* **LISTED ENTRIES**:

⟨

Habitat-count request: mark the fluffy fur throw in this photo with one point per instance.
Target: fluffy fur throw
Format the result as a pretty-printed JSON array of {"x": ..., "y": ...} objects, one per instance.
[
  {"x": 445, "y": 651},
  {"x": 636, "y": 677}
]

⟩

* **WORK REQUIRED**: Write the data out again in full and exactly.

* **WORKED SOLUTION**:
Habitat-count request: mark the fluffy fur throw in this photo with one point per instance.
Target: fluffy fur throw
Format the result as a pretty-printed JSON array of {"x": ..., "y": ...} objects, one per instance.
[
  {"x": 445, "y": 651},
  {"x": 636, "y": 677}
]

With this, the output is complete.